Short task:
Please identify each row below that contains the word "building" and copy those rows in full. Case counts, so a match must have the same capitalization.
### Entries provided ###
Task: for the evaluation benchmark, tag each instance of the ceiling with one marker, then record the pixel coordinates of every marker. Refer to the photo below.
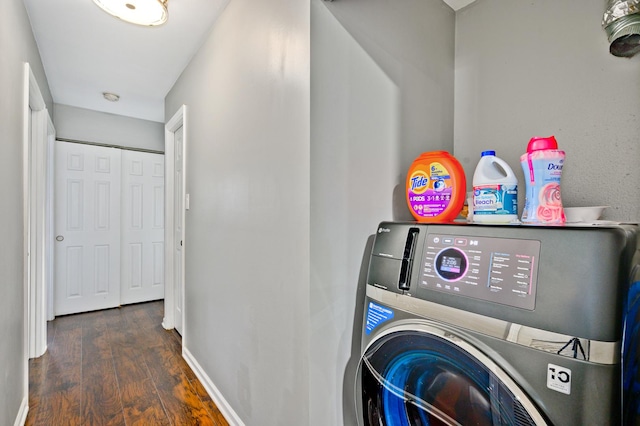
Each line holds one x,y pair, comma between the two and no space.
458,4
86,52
###
### Entries provided ###
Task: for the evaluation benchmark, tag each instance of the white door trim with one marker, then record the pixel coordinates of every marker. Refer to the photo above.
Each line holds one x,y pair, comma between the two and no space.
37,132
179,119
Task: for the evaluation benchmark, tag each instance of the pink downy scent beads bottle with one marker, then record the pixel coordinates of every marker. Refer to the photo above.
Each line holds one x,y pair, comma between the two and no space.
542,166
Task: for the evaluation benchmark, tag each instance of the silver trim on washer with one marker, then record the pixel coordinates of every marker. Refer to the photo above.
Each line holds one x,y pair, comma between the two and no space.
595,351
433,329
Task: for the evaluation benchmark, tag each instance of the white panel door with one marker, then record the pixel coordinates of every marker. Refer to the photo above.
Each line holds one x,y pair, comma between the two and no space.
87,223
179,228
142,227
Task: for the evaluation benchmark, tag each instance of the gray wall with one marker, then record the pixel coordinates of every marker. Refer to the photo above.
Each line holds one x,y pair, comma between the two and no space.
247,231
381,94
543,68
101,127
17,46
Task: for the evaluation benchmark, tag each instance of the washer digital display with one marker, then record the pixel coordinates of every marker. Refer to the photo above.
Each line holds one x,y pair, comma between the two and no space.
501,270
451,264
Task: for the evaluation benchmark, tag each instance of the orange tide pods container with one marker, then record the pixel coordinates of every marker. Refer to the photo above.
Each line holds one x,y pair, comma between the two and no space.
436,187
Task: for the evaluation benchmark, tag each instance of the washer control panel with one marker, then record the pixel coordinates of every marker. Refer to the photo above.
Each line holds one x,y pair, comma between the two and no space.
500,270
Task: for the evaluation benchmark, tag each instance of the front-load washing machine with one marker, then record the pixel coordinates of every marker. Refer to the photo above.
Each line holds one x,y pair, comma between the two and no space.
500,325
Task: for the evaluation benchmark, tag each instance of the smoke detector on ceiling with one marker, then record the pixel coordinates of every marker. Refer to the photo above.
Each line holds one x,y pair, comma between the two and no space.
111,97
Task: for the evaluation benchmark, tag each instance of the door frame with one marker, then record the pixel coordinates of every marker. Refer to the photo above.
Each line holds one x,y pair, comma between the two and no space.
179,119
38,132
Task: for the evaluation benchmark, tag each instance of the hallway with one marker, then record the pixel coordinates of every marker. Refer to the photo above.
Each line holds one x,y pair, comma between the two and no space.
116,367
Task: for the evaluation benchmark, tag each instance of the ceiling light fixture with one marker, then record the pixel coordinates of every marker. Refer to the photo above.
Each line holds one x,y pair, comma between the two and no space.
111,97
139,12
###
### Entries provided ###
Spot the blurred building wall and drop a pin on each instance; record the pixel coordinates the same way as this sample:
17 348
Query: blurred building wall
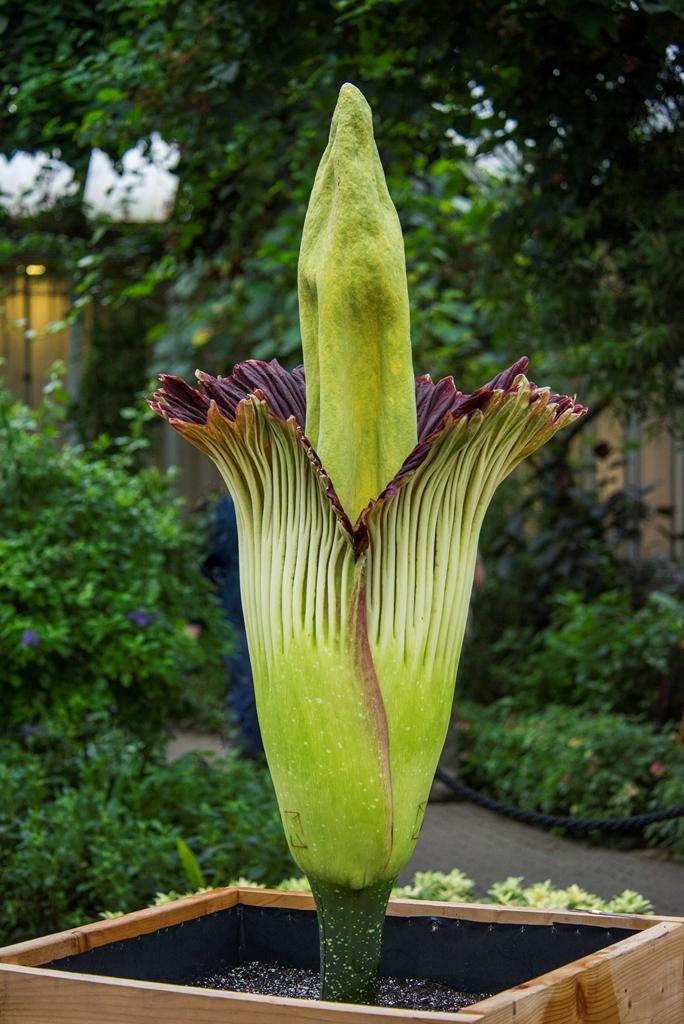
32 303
###
Solved exercise:
Spot the blurred building wall and drop a pin on each instance; record the pixel coordinates the same way as this sample:
Query: blurred building wall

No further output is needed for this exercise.